Items:
━━━━━━━━━━━━━━━━

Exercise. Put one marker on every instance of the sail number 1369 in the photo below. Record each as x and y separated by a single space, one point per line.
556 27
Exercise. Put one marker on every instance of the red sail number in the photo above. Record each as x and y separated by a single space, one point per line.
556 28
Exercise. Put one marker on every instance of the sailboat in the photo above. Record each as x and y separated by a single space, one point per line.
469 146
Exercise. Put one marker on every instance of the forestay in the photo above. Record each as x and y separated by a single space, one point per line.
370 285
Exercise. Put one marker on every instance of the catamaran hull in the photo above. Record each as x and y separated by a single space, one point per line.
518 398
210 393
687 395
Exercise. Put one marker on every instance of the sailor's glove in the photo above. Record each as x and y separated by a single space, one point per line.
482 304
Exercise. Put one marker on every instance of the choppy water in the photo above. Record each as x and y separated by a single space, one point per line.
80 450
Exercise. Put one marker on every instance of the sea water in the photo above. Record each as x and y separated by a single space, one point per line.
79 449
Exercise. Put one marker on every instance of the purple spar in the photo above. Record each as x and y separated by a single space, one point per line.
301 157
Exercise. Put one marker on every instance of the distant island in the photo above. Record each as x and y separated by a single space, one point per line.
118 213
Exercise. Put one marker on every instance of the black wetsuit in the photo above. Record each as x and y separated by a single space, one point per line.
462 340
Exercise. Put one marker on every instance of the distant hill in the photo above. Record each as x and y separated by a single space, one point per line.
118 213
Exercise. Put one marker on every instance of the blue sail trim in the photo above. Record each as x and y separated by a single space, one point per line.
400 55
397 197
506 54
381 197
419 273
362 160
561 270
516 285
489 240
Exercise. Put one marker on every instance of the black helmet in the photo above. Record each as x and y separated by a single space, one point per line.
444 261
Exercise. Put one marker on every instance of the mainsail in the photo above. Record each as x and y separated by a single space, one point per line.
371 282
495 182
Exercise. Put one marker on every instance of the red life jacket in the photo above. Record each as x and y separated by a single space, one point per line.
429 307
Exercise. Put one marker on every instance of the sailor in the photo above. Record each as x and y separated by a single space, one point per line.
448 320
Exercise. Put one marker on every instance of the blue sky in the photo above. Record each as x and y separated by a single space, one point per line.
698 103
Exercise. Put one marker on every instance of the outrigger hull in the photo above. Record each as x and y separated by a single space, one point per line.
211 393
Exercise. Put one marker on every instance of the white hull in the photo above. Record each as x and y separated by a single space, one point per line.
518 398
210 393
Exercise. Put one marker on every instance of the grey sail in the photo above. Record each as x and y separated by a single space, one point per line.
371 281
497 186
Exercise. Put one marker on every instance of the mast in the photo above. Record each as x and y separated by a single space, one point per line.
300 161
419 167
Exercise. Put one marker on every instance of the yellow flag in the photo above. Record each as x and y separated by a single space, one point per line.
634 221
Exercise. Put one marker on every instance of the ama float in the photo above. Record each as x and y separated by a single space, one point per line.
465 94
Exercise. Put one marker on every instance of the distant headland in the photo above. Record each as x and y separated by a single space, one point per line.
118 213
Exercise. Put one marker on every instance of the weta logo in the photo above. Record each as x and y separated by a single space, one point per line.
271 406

━━━━━━━━━━━━━━━━

Prompt:
Please return all of the rows above, copied word for word with no changes.

Response for this exercise:
Exercise. Put one marker on every instance of the sail number 1369 in the photo below. Record each as x and y separated by a single space, one point per line.
556 27
Exercise. Put one marker on every instance of the red sail number in the photo above. Record each as x and y separated by a single space, one point per line.
556 28
Exercise. Put one marker on every instance of the sailboat in the photo above. Record each as x and y separated by a single space, one point per line.
469 146
Exercise. Put one marker on every instance of the forestay in the photo above. Record each as x and y separated by a single space, one point per line.
370 285
Exercise. Put one marker on every instance of the catamaran hull in the photo above. Record each as x and y separated by a single space, one point per line.
518 398
210 393
687 395
Exercise. Put one marker on every instance of the sailor's glove in the photo above. Record each as x and y separated by a single space, one point per line.
482 304
Exercise. Put one marker on every instance of the choppy water in the photo above. Record each as x and y separated by a single space, one point per line.
80 450
Exercise. Put one marker on every instance of the sea water in the photo above. Record each as x and y separated by a single space, one point per line.
79 449
Exercise. Put one marker on every instance of the purple spar in the photo above. Record each as x and y separated by a single space, one point per line.
301 157
Exercise. Put one marker on every instance of the distant island in the photo above. Record each as x and y separated by a single space, one point per line.
118 213
Exercise. Put one marker on every instance of the black wetsuit in the photo above. Record each as x and y separated by a single space, one point per line.
462 340
Exercise. Put one marker on every instance of the distant hill in the photo above. Record each as x and y separated by a single space, one point per line.
118 213
Exercise. Put one marker on every instance of the blue sail trim in the photo above. Record each as x and y separated by a single space, one point per line.
400 55
397 197
506 54
381 197
419 273
362 160
561 270
516 285
489 240
Exercise. Put one marker on every instance of the black helmet in the photo above. Record each as x and y separated by a single space, one point per line.
444 261
Exercise. Put one marker on every instance of the mainsail in the photo above. Record each as x and y separated by a single space, one point per line.
371 282
495 182
Exercise. Put one marker on every instance of the red life jacket in the photo above. Record each as x and y separated by a single space, one point per line.
429 307
Exercise. Put one marker on every instance of the sailor in the photo above. Record each as x and y separated by a single space, one point per line.
448 320
Exercise. Put one marker on every instance of the blue sky in the photo above. Record each as x and y separated by a single space, one point per line.
698 103
Exercise. Put one marker on every instance of the outrigger hull in the photo above. Record each as x and y separated by a single space, one point per line.
211 393
Exercise. Put one marker on every instance of the white hull in the photo above. Record each as x and y separated by a single space, one point per line.
518 398
210 393
Exercise. Put one marker on every instance of the grey sail in the photo above. Record each as x and y separated by a single space, one point per line.
371 281
497 186
Exercise. Put one marker on every instance of the mast in the photo above. Record each as x and y separated by a single space, one point per line.
300 161
419 167
Exercise. Put one marker on every instance of the yellow flag in the photo above. Record each as x and y separated by a single space, one point per line.
634 221
Exercise. Put one marker on every instance of the ama float in the photo above. Record each as x and y separated by a single space, one point per line.
465 94
Exercise. Put one marker on every instance of the distant headland in the photo above. Record each as x and y separated by a single space, one point per line.
118 213
Exercise. Put one marker on every instance of the weta logo in the photo above. Record each as x and y separated by a single space, one point per line.
271 406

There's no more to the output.